# Modelling for Global Health - Data science in Python
## Day 4: Neural networks in Python

Carrying on from yesterday, we will look to use the feature-rich, gene expression data to practise classification using neural networks. Can we acurrately classify the samples to the experimental conditions based on their gene expression?

In [None]:
# Packages for importing, cleaning and looking at the data
import pandas as pd
import numpy as np
from pathlib import Path
from natsort import index_natsorted, order_by_index
import random
from collections import Counter
import keras
from keras.models import Sequential, model_from_json
from keras.layers import *
import seaborn as sns

In [None]:
# Load the dataset
expr_new_info = pd.read_csv('Common_info_data.txt', index_col=0)

expr_naive = pd.read_csv('Common_naive_data.txt', index_col=0)
expr_ifn = pd.read_csv('Common_ifn_data.txt', index_col=0)
expr_lps2 = pd.read_csv('Common_lps2_data.txt', index_col=0)
expr_lps24 = pd.read_csv('Common_lps24_data.txt', index_col=0)

In [None]:
#  Discover the dataset
for expr in [expr_naive, expr_ifn, expr_lps2, expr_lps24]:
    print(expr.shape)
    print(expr.head(5))

In [None]:
# For normalizing the data
def initial_normalize(df):
    result = df.copy()
    feature_max = {}
    feature_min = {}
    for feature_name in df.columns:
        max_value = df[feature_name].max()
        feature_max[feature_name] = max_value + 0.1
        min_value = df[feature_name].min() - 0.1
        feature_min[feature_name] = min_value
        if max_value == 0:
            result[feature_name]= df[feature_name]
        else:
            result[feature_name] = (df[feature_name] - min_value) / (max_value - min_value)

§ Task: Translate this sentence from the Day 4 neural networks tutorial into Spanish: "Carrying on from yesterday, we will look to use the feature-rich, gene expression data to practise classification using neural networks."

§ Information provided:
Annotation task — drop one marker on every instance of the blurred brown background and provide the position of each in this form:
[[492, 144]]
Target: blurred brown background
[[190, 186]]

§ Exercise response: Continuando con lo de ayer, intentaremos usar los datos de expresión génica, ricos en características, para practicar la clasificación mediante redes neuronales.